[Problems]
1) Which animal does the writer of the animal portrait article say they have yet to photograph?
2) Reproduce the passage of the animal portrait article that begins with the words "Clues to visual" and ends after "photographed bears before.".
3) Write the next part of the animal portrait article, picking up after its final sentence.

[Source text]
_ _ _ _ _ _ _

Free Content • A Picture, 
or a Portrait?

There’s more to a successful animal portrait than filling the frame with the face of the subject, says David Lloyd. It’s also about capturing the character within – something that is rarely achieved at the first time of asking

Drawing in the viewer
Of all the portraits I have taken (animal portraits have been my favourite genre for a long time), I find the most satisfying ones are of those that people ask questions of, not in so much of the pictures themselves, but of the subjects in them. It’s when I find they want to know more about the animals and when they do ask, I know I’ve hit the right buttons with those pictures. I rarely know the answers, but for me, the point is that they were drawn in enough to ask. For me, it’s the best response to a portrait, and it should be the highest accolade for any wildlife photographer.

A portrait may be one or the other, or an amalgamation of two things: an aesthetically pleasing illustrative record of the subject, or a picture that makes you ask questions of the subject within. Amalgamate both and you have the ultimate animal portrait.

Satisfying to any photographer is an aesthetically perfect picture of any subject before the camera, be that an elephant, lion, bear, fox, blackbird, beetle, or anything else you care to name. As perfect it may undoubtedly be for all its aesthetics, it really is only the first step. A well-taken portrait, however, with all its ideals in place, just wants to make you want to know more about the subject. Just by looking, and with no other cues, you find yourself asking without really expecting answers: what is she thinking, or where has he been? What kind of life has he led? If you find the subject intriguing, even more than the aesthetics of the picture itself, then the portrait succeeds.

david lloyd lion masaai mara africa

Clues to visual cues 

I have yet to photograph a bear so if one was to appear before me now I doubt that I would know enough about it to anticipate a good portrait. Well, not in terms of any telltale nuances that might indicate its next move anyway. I’d have less chance of seizing an optimum portrait than of anyone with me who’s photographed bears before.

_ _ _ _ _ _ _

[Data]

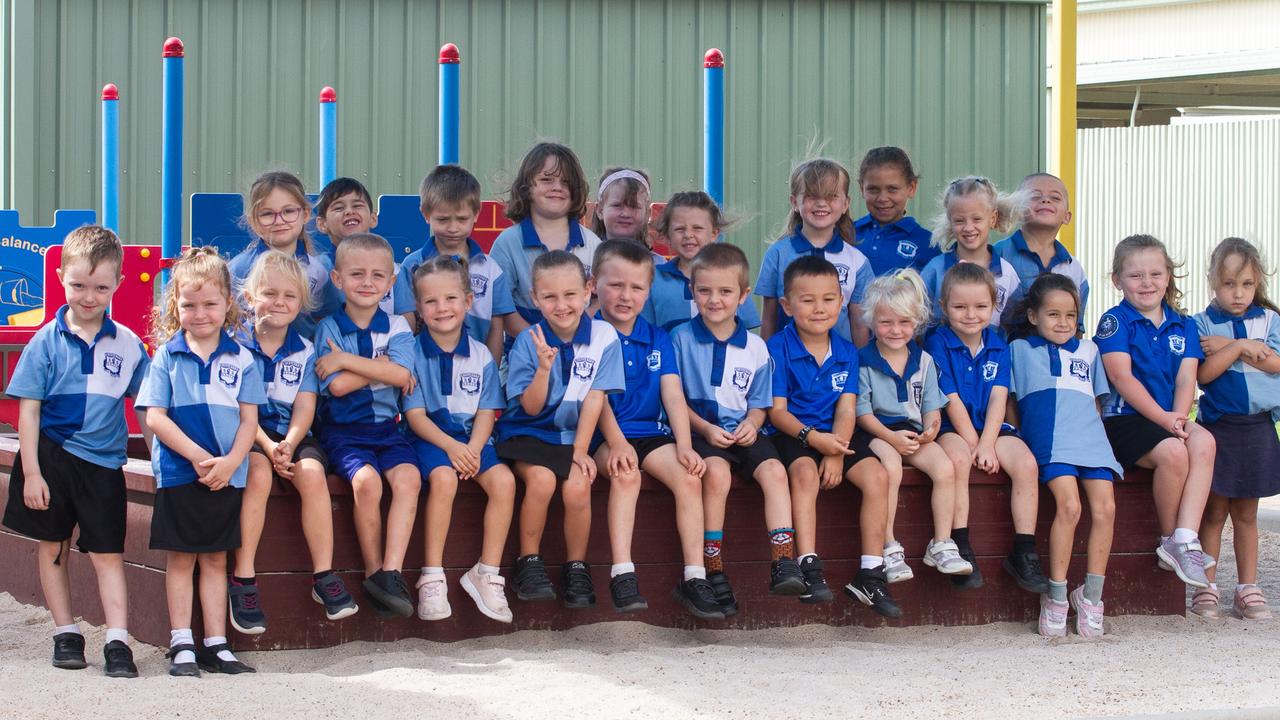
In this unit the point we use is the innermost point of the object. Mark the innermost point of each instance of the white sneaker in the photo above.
(895, 563)
(433, 598)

_ _ _ _ _ _ _

[Responses]
1) A bear.

2)
Clues to visual cues 

I have yet to photograph a bear so if one was to appear before me now I doubt that I would know enough about it to anticipate a good portrait. Well, not in terms of any telltale nuances that might indicate its next move anyway. I’d have less chance of seizing an optimum portrait than of anyone with me who’s photographed bears before.

3)
But I’d like to think I’ve seen enough big cats now to recognise any clue that might indicate to me what it’s going to do for me next, a cue so I can ready my camera for when it might provide me with any particular look. Three yawns and you know he’s about to walk, and sometimes there’s a little clue in there, which tells me he might be about to look right at me.

In 2016, I will photograph bears for the first time but I’m not sure if I’ll get ideal portraits first time out, because I don’t know what they’re going to do and I also don’t know anything about their character first hand. Maybe on round two I might pick up a few cues, but if I’m honest then I don’t really expect to know enough until rounds three or four at the soonest, if I ever get that far. That’s what happened with me with lions anyway; it wasn’t
 until round three that the results I was seeking started to come in.
 I’ve always said to my guests on safari: it’s during the second and 
third and maybe fourth times with the same subjects that you find your photography improves the most due to the cues you get to recognise.

david lloyd lioness maasai mara africa

Intrigue & curiosity 

Just as wedding or portrait photographers do, knowing and meeting the subject beforehand is to their great advantage. Reading and research helps only a little, you really need to be there with your subjects. This is why so many photographers who consistently return the results, they’ve more or less specialized – and you’ll find the most successful portraits are from those photographers who’ve specialized. A portrait need not present itself as the de rigueur ‘head-shoulders-eyes form’ either. So long as something of its character is conveyed, or that you believe there is enough intrigue for people to ask questions of it, then it still qualifies as a portrait.

If the picture appeals compositionally, tonally and aesthetically, and you find that there is little curiosity from the viewer about the subject, then it succeeds as a picture. But if the subject itself appeals predominately over the picture, where it has intrigue and asks questions of the viewer, then it becomes a successful portrait.

To me that’s what defines and separates a successful wildlife portrait from a successful wildlife picture. Both are good in their own entities. But ultimately, they are better amalgamated as one.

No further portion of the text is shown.